The 2026 Global Sugar Market Outlook: What Bulk Buyers Should Know
The global sugar market in 2026 is navigating a complex intersection of weather uncertainty, policy-driven supply volatility, and structural demand growth from emerging economies. For bulk buyers — food manufacturers, importers, distributors, and commodity traders — understanding the dominant forces shaping the market this year is the foundation of sound procurement strategy.
This analysis draws on current production data, trade flow patterns, and market dynamics to provide a clear-eyed assessment of what the 2026 sugar market means for procurement decisions, and what strategies buyers should implement to protect their cost positions.
Global Supply Picture: Key Production Regions in 2026
Brazil: The Market Anchor
Brazil remains the world's largest sugar exporter by a significant margin, accounting for approximately 50–55% of global raw sugar trade. The 2025/26 Brazilian cane crop (April 2025–March 2026 processing season, with the 2026 crop harvest beginning April 2026) is a critical market determinant.

**Prompt A:** In the records below, repeat everything from the line containing "Where can you find the smiling" down to the line containing "point(288, 97)", keeping both of those lines.

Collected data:

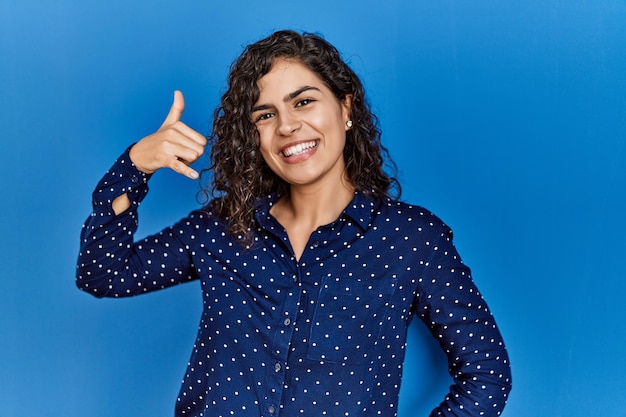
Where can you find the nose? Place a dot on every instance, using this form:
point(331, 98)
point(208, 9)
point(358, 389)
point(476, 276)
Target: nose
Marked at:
point(288, 124)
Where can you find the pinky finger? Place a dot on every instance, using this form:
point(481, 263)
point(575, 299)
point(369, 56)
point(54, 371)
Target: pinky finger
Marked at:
point(183, 169)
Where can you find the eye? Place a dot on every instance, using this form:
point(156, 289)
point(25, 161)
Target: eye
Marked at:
point(304, 102)
point(263, 116)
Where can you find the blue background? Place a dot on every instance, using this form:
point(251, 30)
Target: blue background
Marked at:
point(508, 119)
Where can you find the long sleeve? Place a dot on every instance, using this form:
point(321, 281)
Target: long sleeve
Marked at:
point(457, 315)
point(110, 263)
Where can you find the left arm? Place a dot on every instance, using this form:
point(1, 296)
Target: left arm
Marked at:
point(450, 304)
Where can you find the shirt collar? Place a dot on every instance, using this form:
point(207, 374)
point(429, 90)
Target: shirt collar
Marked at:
point(361, 209)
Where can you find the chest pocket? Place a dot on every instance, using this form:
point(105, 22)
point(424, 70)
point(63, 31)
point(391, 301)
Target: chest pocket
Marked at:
point(348, 319)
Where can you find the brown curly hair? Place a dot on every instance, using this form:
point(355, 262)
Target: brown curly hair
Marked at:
point(240, 176)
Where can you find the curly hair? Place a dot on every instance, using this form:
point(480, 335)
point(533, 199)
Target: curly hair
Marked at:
point(241, 176)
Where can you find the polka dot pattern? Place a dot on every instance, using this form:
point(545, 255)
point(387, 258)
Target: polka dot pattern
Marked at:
point(322, 336)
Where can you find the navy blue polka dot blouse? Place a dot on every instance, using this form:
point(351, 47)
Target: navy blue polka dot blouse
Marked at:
point(321, 336)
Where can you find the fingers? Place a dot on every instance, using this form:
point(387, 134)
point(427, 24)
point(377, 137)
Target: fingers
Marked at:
point(176, 110)
point(174, 145)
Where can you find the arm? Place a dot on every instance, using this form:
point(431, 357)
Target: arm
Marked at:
point(109, 263)
point(458, 317)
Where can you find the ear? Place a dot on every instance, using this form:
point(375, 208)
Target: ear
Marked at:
point(346, 107)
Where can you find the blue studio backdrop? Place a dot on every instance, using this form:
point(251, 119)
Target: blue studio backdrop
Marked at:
point(507, 119)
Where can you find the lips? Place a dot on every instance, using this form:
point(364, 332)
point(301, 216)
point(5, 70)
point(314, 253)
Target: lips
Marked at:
point(299, 148)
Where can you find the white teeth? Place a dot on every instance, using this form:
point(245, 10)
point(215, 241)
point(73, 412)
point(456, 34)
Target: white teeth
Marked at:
point(299, 148)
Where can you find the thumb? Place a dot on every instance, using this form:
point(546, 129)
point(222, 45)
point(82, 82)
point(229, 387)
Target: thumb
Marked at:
point(176, 111)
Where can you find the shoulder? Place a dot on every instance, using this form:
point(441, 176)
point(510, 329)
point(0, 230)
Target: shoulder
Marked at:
point(410, 215)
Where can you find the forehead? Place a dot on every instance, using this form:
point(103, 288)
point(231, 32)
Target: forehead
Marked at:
point(286, 75)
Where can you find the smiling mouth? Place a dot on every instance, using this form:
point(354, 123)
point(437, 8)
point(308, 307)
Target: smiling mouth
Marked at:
point(299, 148)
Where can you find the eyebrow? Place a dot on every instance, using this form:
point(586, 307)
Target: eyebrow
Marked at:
point(288, 97)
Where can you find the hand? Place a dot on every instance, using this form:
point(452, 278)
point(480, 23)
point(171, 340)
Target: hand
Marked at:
point(174, 145)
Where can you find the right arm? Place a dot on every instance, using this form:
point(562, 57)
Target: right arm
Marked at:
point(110, 263)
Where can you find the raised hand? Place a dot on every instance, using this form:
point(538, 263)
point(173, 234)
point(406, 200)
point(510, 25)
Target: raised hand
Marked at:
point(175, 145)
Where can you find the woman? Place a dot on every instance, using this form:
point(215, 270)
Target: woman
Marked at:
point(310, 271)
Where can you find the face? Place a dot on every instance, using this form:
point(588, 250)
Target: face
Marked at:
point(301, 125)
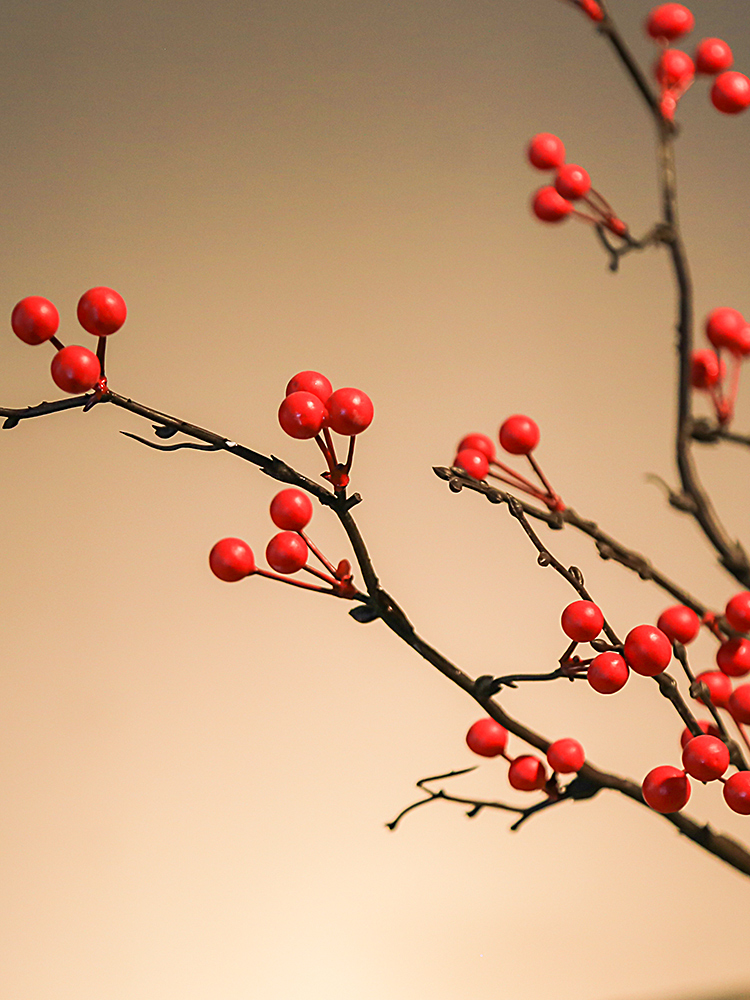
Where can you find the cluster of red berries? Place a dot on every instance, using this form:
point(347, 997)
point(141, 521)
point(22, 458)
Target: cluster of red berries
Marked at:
point(232, 559)
point(728, 330)
point(526, 773)
point(675, 70)
point(311, 409)
point(519, 435)
point(554, 202)
point(101, 311)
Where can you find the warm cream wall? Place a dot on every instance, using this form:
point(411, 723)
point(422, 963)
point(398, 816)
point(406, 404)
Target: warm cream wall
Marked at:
point(194, 777)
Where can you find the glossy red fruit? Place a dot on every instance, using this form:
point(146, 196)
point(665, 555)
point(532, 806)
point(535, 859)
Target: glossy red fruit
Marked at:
point(737, 792)
point(479, 442)
point(34, 320)
point(312, 382)
point(301, 415)
point(473, 462)
point(286, 552)
point(706, 369)
point(679, 623)
point(350, 411)
point(519, 435)
point(566, 756)
point(733, 657)
point(75, 369)
point(572, 181)
point(647, 650)
point(549, 206)
point(231, 560)
point(725, 327)
point(291, 509)
point(712, 56)
point(487, 738)
point(546, 151)
point(706, 726)
point(674, 68)
point(730, 93)
point(670, 21)
point(101, 311)
point(719, 687)
point(582, 621)
point(738, 611)
point(607, 673)
point(666, 789)
point(739, 703)
point(527, 773)
point(705, 758)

**Prompt B:** Pick up the piece on the 2026 sugar market outlook from its last sentence and keep writing.

**Exercise response A:**
Where can you find the smiling mouth? Place a dot on every instance, using this form:
point(354, 123)
point(437, 8)
point(308, 307)
Target: smiling mouth
Marked at:
point(299, 148)
Where can you find the eyebrow? Place a dot on every instance, using this form:
point(586, 307)
Target: eyebrow
Marked at:
point(288, 97)

**Exercise response B:**
Key factors for 2026:
- The 2024/25 Brazilian crop came in below initial estimates due to prolonged dry conditions in the Centre-South region (primary production area). The Mato Grosso do Sul and São Paulo states experienced moisture deficits that reduced sucrose content per ton of cane.
- The 2026 crop outlook is being assessed cautiously by market analysts, with USDA PSDE and Kingsman estimates suggesting a partial recovery from 2024/25 lows.
- Brazil's sugar-ethanol allocation is a key variable: mills allocate cane between sugar and ethanol production based on relative price economics. Higher gasoline prices encourage ethanol production, diverting cane from sugar and tightening supply.
Buyer implication: Brazilian supply uncertainty remains an active market risk. Buyers with exposure to global white sugar prices should not assume Brazilian supply normalization until the 2026 harvest data is confirmed (May–June 2026 initial readings).
India: The Policy Wild Card
India is the world's largest sugar producer but has historically maintained inconsistent export policies, alternating between large export programs and restrictive export bans based on domestic inventory levels and government price support programs.
2026 status:
- Following the 2023–2024 export restrictions, India's 2024/25 crop surplus has created political pressure to resume exports. However, government intervention in the form of Minimum Support Prices and export quota management remains unpredictable.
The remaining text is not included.